WHAT IS BEING ASKED: Your copy of the data below must be exact and must leave out all pictures.

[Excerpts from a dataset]

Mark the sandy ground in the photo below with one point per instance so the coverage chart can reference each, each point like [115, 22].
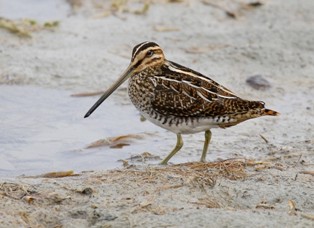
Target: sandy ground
[268, 181]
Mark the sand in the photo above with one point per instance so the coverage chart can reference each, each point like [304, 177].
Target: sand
[267, 180]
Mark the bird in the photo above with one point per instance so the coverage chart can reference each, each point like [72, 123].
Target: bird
[180, 99]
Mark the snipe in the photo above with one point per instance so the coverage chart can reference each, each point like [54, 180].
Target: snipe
[179, 99]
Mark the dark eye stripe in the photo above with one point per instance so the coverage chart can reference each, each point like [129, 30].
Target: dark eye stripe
[141, 47]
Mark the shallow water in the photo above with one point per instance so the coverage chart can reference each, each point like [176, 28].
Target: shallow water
[43, 130]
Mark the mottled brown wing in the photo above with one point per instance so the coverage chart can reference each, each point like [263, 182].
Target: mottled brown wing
[183, 92]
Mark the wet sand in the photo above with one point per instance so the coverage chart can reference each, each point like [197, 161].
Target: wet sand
[267, 180]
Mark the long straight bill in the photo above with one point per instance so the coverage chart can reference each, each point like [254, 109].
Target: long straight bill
[112, 88]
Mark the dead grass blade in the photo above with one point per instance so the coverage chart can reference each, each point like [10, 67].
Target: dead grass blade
[115, 142]
[60, 174]
[307, 172]
[292, 207]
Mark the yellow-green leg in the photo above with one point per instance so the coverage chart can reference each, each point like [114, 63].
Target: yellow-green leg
[175, 150]
[208, 136]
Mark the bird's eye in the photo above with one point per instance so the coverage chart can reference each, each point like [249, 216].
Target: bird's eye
[149, 53]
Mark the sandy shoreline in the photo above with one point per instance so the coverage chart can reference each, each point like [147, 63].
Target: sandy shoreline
[268, 181]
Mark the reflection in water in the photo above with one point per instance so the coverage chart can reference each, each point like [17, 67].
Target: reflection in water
[43, 130]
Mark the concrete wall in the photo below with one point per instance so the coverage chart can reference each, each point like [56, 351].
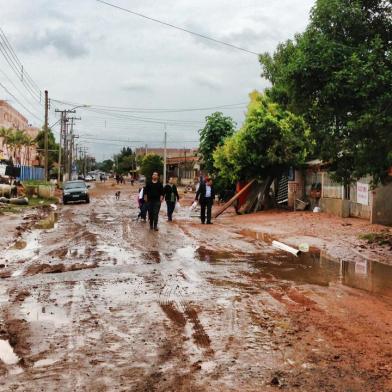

FINAL ANSWER:
Mark the sandy ground in the photo below with one point per instance so the coverage chart can reference each, each point like [115, 22].
Target: sandy ground
[268, 181]
Mark the sand in the photo above with one point per instance so the coverage chart can reference each, each point like [304, 177].
Target: sand
[267, 180]
Mark the bird in the photo above with one point per instance so the coverage chart can reference each, each point like [72, 123].
Target: bird
[180, 99]
Mark the snipe in the photo above with one point per instance so the coverage chart can reference each, each point like [54, 180].
Target: snipe
[179, 99]
Mark the dark eye stripe in the photo above with one point per instance so the coverage chart can reference each, each point like [129, 30].
Target: dark eye stripe
[141, 47]
Mark the shallow water in the photo above with one point per instance so the coverage chart can reference each, each point like [176, 28].
Target: shallow water
[43, 130]
Mark the mottled brown wing in the photo above with one point per instance so the coverage chart can reference each, each point like [263, 182].
Target: mottled brown wing
[183, 92]
Mark the wet sand in the photo above with one point per instance so the coverage chart can reference each, each point like [197, 161].
Target: wet sand
[267, 180]
Mark the long straight bill in the photo above with one point per instance so the coverage chart can reference each, each point like [254, 109].
Target: long straight bill
[112, 88]
Mark the dead grass blade in the photo above with one point per instance so the coverage chart can reference each, each point like [10, 67].
Target: dead grass blade
[115, 142]
[60, 174]
[307, 172]
[292, 207]
Mark the yellow-green leg in the photo above with one point per instance so the coverage chart can reference each, each point like [114, 63].
Target: yellow-green leg
[175, 150]
[208, 136]
Mark the bird's eye in the photo above with one point per instance so the coverage chart can reference each, each point like [249, 216].
Target: bird's eye
[149, 53]
Mark the sandy shoreline in the photo above with one point per instance so the coverage chart can reference each, each point like [147, 63].
Target: sandy shoreline
[268, 181]
Mark the reflection in water in the photo above with one point per instance so the coverage chart can reference each, each point like [17, 67].
Target: reflection in water
[43, 130]
Mark the concrete wall in the photo below with one point per instance so the coverage chart can reference each, each point like [56, 351].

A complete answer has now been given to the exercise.